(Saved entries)
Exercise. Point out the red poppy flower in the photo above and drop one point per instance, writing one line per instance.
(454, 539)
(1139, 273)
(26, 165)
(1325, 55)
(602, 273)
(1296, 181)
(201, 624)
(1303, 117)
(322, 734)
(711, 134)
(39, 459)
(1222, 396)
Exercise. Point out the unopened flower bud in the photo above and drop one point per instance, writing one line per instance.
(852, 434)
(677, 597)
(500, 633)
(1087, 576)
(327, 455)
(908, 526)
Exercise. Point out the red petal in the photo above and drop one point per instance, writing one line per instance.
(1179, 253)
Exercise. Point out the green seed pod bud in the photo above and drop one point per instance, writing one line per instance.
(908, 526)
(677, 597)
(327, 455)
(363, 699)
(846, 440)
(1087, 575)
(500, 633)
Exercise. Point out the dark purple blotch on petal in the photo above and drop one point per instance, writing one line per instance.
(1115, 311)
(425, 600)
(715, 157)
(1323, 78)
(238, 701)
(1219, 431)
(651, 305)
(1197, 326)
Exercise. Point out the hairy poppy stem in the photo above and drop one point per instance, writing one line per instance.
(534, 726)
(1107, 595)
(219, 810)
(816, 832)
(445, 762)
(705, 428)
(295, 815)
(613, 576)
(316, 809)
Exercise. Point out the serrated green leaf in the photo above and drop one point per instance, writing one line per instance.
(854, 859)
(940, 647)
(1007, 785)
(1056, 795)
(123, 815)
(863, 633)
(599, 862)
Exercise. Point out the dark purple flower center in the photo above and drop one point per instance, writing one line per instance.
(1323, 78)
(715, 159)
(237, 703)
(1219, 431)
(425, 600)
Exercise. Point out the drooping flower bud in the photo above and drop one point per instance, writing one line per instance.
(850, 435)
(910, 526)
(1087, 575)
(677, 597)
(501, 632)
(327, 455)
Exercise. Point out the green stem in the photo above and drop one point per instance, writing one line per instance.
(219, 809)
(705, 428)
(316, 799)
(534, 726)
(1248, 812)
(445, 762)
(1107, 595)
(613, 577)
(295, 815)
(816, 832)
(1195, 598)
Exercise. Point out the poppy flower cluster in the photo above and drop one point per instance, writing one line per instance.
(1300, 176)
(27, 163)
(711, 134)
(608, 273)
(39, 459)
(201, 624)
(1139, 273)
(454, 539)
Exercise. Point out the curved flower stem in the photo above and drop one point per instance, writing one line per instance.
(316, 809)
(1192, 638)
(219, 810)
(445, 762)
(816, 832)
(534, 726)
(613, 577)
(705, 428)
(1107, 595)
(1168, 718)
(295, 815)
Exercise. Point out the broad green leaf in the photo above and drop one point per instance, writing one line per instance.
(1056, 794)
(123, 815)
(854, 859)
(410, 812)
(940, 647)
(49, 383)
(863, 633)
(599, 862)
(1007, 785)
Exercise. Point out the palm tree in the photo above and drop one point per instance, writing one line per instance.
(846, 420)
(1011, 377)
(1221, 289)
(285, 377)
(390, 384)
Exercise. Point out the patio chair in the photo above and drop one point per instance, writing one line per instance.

YOUR ASSIGNMENT: Please set down all the data word for word.

SOLUTION FOR THIS EXERCISE:
Exercise. Point out the red poppy flower in the photo above and drop one point per instance, writing one line per instance.
(454, 539)
(1139, 273)
(26, 165)
(1325, 55)
(602, 273)
(1296, 181)
(201, 624)
(1303, 117)
(322, 734)
(711, 134)
(39, 459)
(1222, 396)
Exercise. Point out the unopened flower bud in the photo above and drop one point per instance, writing one line per instance.
(852, 434)
(677, 597)
(500, 633)
(1087, 576)
(327, 455)
(908, 526)
Exercise. Point out the red petal in the photo above and drop one point per instance, writing one line per instance.
(1179, 253)
Exercise. Point out the green seed pod bud in the photo above and drop one point per instance, writing one line per instance.
(908, 526)
(677, 597)
(327, 455)
(363, 699)
(846, 440)
(1087, 575)
(500, 633)
Exercise. Point out the dark purple blotch on petal in the photo above and drop one point per instance, writing one line per instance.
(1115, 311)
(425, 600)
(715, 157)
(1323, 78)
(238, 701)
(1219, 431)
(651, 305)
(1197, 326)
Exercise. Point out the hairy poppy stem in the photo above and drop one point per instance, writing one line per instance.
(534, 726)
(1107, 595)
(219, 810)
(816, 832)
(445, 762)
(705, 428)
(295, 815)
(613, 576)
(316, 809)
Exercise. Point out the serrated green leaf in the photo above and drop one point per instance, writing one line per instance.
(854, 859)
(940, 647)
(1007, 785)
(1056, 795)
(123, 815)
(863, 633)
(599, 862)
Exercise. Point out the dark purple flower center in the photo above and drop one point per instance, writing one line per instance.
(1323, 78)
(715, 159)
(237, 703)
(1219, 431)
(425, 600)
Exercise. Point out the drooping flower bud in the photo above and drop one point per instance, writing one line per instance.
(850, 435)
(910, 526)
(1087, 575)
(677, 597)
(501, 632)
(327, 455)
Exercise. Point out the green stem in the photo above and drop one point per instance, writing one line per instance.
(219, 809)
(705, 428)
(316, 799)
(534, 726)
(1248, 812)
(445, 762)
(1107, 595)
(613, 577)
(295, 815)
(816, 832)
(1195, 598)
Exercise. Point out the poppy flower cluster in the photo above and drop one point per instance, writing one line per instance.
(1300, 176)
(27, 163)
(711, 134)
(608, 273)
(39, 459)
(201, 624)
(1139, 273)
(454, 539)
Exercise. Point out the curved flower stem in the photo above and drop one point per instance, writing one line per instance.
(316, 809)
(1192, 638)
(219, 810)
(445, 762)
(816, 832)
(534, 726)
(613, 577)
(705, 428)
(1107, 595)
(1168, 718)
(295, 815)
Exercise. Point out the broad green leaf in the photo above and drop one point per instance, writing one line per instance.
(1056, 794)
(123, 815)
(854, 859)
(410, 812)
(940, 647)
(49, 383)
(863, 633)
(599, 862)
(1007, 785)
Exercise. Point out the palm tree in the photo above and drop one point per instance, writing one line per instance.
(846, 420)
(1011, 377)
(1221, 289)
(285, 377)
(390, 384)
Exercise. Point out the patio chair in the photo above and drop one point per instance, writing one line per instance.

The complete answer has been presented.